**What to work on:** Each record below must be returned exactly as shown.

**Stored rows:**

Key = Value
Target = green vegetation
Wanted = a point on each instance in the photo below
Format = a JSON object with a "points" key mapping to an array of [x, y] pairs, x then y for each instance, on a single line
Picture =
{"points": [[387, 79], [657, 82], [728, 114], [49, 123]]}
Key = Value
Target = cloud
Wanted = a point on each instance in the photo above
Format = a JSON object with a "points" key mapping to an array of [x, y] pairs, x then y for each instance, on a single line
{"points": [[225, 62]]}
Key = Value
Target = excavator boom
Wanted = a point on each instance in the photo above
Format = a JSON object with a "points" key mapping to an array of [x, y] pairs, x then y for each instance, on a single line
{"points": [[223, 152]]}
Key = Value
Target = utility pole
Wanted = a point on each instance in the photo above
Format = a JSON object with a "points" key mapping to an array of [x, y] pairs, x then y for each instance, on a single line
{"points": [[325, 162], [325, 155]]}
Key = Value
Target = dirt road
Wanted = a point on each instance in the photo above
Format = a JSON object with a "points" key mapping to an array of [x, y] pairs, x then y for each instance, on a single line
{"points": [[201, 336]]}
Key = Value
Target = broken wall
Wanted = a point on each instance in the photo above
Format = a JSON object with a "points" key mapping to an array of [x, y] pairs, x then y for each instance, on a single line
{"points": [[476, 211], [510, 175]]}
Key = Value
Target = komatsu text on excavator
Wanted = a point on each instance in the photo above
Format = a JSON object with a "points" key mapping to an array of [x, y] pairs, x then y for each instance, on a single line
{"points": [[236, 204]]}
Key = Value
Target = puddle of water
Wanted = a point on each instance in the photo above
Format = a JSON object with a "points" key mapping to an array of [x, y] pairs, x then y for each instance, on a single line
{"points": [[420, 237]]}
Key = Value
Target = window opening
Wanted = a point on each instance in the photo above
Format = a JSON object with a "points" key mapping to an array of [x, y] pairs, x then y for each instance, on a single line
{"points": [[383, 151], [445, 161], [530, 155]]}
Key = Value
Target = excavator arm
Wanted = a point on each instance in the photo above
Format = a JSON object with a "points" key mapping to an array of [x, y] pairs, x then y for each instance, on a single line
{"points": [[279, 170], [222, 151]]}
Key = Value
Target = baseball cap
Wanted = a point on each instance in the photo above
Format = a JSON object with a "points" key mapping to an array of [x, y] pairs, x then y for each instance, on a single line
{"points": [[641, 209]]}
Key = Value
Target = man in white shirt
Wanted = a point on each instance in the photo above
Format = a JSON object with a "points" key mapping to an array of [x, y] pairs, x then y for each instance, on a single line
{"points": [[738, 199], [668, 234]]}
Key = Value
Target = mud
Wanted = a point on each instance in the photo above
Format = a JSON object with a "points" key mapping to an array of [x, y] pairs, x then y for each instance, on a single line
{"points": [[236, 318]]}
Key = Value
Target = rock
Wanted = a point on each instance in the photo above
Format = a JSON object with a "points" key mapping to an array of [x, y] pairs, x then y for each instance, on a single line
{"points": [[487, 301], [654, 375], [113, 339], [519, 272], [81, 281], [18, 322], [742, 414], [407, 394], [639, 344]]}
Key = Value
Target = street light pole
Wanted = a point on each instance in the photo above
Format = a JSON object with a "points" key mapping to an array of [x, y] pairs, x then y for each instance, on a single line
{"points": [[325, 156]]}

**Right answer:**
Key = Value
Target = green vegetation
Wanted = a point on each instance in the photo below
Format = a JSON object with a "points" key mapping to an array of [x, y] pairs, x then y for each instance, on a single line
Picture =
{"points": [[387, 79], [657, 82], [728, 114], [49, 123]]}
Key = Value
Target = cloud
Wanted = a point on each instance in the photo above
Format = a JSON object with a "points" key mapping to an array of [x, y] pairs, x then y for each instance, on a single line
{"points": [[225, 62]]}
Key = Value
Target = excavator boom
Wanted = a point on each instance in the photo above
Format = a JSON object with a "points" key mapping to an array of [x, y] pairs, x then y for each instance, on a single line
{"points": [[223, 152]]}
Key = Value
Target = utility pole
Wanted = a point on each instance in the photo above
Format = a JSON object with a "points" key mapping to an array of [x, y] pairs, x then y for each instance, on a single line
{"points": [[325, 162], [325, 155]]}
Key = Value
Target = dirt road
Wanted = a point on each instance in the photo above
Format = a JSON object with a "points" key mapping to an array of [x, y] pairs, x then y for each instance, on a single line
{"points": [[201, 336]]}
Key = Value
Target = broken wall
Wanted = a point on each instance in the photo above
Format = a JSON object with a "points" key mapping to an array of [x, y] pairs, x then y for each instance, on a single line
{"points": [[476, 211], [510, 175]]}
Key = Value
Target = komatsu text on excavator
Wanted = a point on each instance in the photo above
Format = a JSON object with a "points" key mapping to an array of [x, y] pairs, x then y for each instance, on a single line
{"points": [[236, 204]]}
Key = Value
Target = puddle of water
Wanted = a point on each instance in the photo above
Format = a JSON object with a "points" key mapping to an array of [x, y] pairs, x then y for each instance, on a single line
{"points": [[420, 237]]}
Key = Value
Target = window opening
Wanted = a point on each instance in the photo above
Format = a JSON object with a "points" key mapping to an array of [x, y] pairs, x then y for each instance, on a single line
{"points": [[383, 151], [445, 161], [530, 155]]}
Key = Value
Target = excavator arm
Wanted = a point on each instance in the photo above
Format = a JSON object with a "points" key mapping to an array of [x, y] pairs, x then y for each instance, on a single line
{"points": [[279, 170], [222, 151]]}
Key = Value
Target = baseball cap
Wanted = a point on each instance in the photo above
Format = a JSON object with a "points" key mapping to an array of [x, y] pairs, x then y for each instance, on a single line
{"points": [[641, 209]]}
Key = Value
Target = man in white shirt
Wanted = a point on each instance in the photo above
Format = a JSON object with a "points" key mapping to an array of [x, y] pairs, x then y for each instance, on a single line
{"points": [[738, 199], [668, 234]]}
Key = Value
Target = mud
Wanted = a point on each instance in the photo above
Format = a JSON object with a "points" key mapping to an array of [x, y] pairs, x then y for each instance, on a single line
{"points": [[236, 318]]}
Key = Value
Target = rock
Wanted = a point on each instance in the photo above
Format = a JSON object with a "points" key mapping to an array of [x, y] pairs, x then y for each instance, on a single line
{"points": [[487, 301], [654, 375], [113, 339], [519, 272], [81, 281], [18, 322], [742, 414], [407, 394], [639, 344]]}
Key = Value
Target = street light pole
Wanted = a point on each instance in the photo above
Format = a JSON object with a "points" key mapping to an array of [x, y] pairs, x then y for each instance, on a single line
{"points": [[325, 156]]}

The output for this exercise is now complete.